#### Problems to work on:
a) Can you translate this sentence from the suicide inhibition text into Spanish: "The inhibitor binds to the active site where it is modified by the enzyme to produce a reactive group that reacts irreversibly to form a stable inhibitor-enzyme complex."
b) How would the suicide inhibition text go on after its last line? Pick it up from there and continue it.
── Document text
= Suicide inhibition =

Type of enzyme inhibition by forming an irreversible complex with the substrate

Stereoisomers of Soman, a G-series nerve agent and suicide inhibitor of acetylcholinesterase. Note the non-carbon chiral center.

In biochemistry, suicide inhibition, also known as suicide inactivation or mechanism-based inhibition, is an irreversible form of enzyme inhibition that occurs when an enzyme binds a substrate analog and forms an irreversible complex with it through a covalent bond during the normal catalysis reaction. The inhibitor binds to the active site where it is modified by the enzyme to produce a reactive group that reacts irreversibly to form a stable inhibitor-enzyme complex. This usually uses a prosthetic group or a coenzyme, forming electrophilic alpha and beta unsaturated carbonyl compounds and imines.

==Examples==
Some clinical examples of suicide inhibitors include:
- Disulfiram, which inhibits the acetaldehyde dehydrogenase enzyme.
────
── Records provided
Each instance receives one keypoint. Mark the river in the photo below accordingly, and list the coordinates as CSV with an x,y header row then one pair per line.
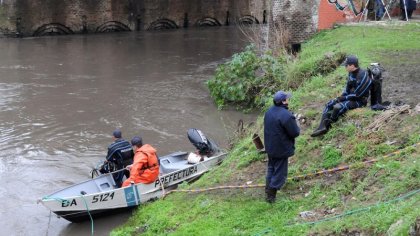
x,y
61,97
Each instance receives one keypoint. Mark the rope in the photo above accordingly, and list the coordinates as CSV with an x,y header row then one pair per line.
x,y
48,226
358,210
386,117
294,178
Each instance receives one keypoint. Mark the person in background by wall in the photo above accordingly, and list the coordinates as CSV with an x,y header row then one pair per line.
x,y
120,153
355,95
145,168
280,132
380,9
411,7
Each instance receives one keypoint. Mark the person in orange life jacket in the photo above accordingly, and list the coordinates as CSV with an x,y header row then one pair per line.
x,y
120,153
355,95
145,168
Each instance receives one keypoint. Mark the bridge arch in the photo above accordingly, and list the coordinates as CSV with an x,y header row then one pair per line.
x,y
162,24
248,20
112,26
208,21
52,29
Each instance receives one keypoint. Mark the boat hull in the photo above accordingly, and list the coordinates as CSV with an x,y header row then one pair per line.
x,y
100,196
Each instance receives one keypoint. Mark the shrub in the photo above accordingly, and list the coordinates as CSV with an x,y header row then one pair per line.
x,y
247,80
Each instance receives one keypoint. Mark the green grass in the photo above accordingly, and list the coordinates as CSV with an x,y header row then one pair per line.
x,y
372,187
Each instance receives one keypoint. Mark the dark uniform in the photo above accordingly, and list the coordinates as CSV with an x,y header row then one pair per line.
x,y
280,131
355,95
121,154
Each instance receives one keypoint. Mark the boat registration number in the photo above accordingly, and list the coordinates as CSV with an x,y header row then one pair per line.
x,y
103,197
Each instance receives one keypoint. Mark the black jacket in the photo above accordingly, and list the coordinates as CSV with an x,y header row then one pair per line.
x,y
280,131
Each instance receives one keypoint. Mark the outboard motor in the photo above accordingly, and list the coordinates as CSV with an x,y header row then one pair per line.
x,y
204,146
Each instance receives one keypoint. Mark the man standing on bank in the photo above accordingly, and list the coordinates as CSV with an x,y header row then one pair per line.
x,y
280,131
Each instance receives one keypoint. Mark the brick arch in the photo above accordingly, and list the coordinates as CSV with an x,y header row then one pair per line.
x,y
248,20
208,21
331,12
162,24
112,26
52,29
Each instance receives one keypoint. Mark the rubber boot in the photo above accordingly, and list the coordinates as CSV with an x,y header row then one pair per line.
x,y
271,195
324,125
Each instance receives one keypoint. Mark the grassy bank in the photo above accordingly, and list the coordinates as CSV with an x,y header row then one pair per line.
x,y
368,199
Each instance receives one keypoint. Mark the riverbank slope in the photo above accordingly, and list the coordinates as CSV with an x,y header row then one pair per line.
x,y
368,199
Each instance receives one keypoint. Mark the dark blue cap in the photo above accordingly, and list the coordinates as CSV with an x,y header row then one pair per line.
x,y
136,141
350,60
280,96
117,133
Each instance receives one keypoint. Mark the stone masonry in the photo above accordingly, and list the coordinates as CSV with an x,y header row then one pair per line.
x,y
49,17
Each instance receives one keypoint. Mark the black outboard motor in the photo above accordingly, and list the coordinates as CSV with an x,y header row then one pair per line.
x,y
204,146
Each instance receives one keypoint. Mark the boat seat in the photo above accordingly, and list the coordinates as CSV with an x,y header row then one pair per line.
x,y
173,162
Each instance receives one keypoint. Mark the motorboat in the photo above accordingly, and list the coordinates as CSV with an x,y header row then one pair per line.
x,y
101,196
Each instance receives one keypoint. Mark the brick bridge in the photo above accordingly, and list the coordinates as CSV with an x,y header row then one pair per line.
x,y
50,17
302,18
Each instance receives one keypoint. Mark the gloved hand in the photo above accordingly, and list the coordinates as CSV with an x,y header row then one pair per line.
x,y
331,103
340,99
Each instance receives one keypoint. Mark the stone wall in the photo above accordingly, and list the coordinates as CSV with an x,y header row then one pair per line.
x,y
298,17
48,17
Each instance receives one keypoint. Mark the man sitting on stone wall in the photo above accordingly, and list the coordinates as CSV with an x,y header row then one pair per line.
x,y
355,95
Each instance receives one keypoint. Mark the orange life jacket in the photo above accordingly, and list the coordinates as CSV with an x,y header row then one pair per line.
x,y
145,168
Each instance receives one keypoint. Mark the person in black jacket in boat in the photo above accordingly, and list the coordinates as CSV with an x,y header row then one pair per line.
x,y
280,131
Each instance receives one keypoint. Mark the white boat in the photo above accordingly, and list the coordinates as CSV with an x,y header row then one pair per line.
x,y
100,195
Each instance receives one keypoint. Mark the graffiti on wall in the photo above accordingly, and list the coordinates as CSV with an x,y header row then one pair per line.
x,y
347,5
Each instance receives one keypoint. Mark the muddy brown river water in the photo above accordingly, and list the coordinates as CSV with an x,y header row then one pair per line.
x,y
61,98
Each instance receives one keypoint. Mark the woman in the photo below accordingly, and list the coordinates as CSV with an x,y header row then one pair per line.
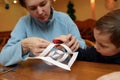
────
#### Responses to the tasks:
a) El inhibidor se une al sitio activo, donde la enzima lo modifica para producir un grupo reactivo que reacciona de forma irreversible y forma un complejo inhibidor-enzima estable.

b)
- Aspirin, which inhibits cyclooxygenase 1 and 2 enzymes.
- Clavulanic acid, which inhibits β-lactamase: clavulanic acid covalently bonds to a serine residue in the active site of the β-lactamase, restructuring the clavulanic acid molecule, creating a much more reactive species that attacks another amino acid in the active site, permanently inactivating it, and thus inactivating the enzyme β-lactamase.
- Penicillin, which inhibits DD-transpeptidase from building bacterial cell walls.
- Sulbactam, which prohibits penicillin-resistant strains of bacteria from metabolizing penicillin.
- AZT (zidovudine) and other chain-terminating nucleoside analogues used to inhibit HIV-1 reverse transcriptase in the treatment of HIV/AIDS.
- Eflornithine, one of the drugs used to treat sleeping sickness, is a suicide inhibitor of ornithine decarboxylase.
- Nerve agent and related pesticides such as parathion are organophosphorus suicide inhibitors of acetylcholinesterase with aging times dependent on the lability of leaving groups present on the organophosphorus moiety of the molecule.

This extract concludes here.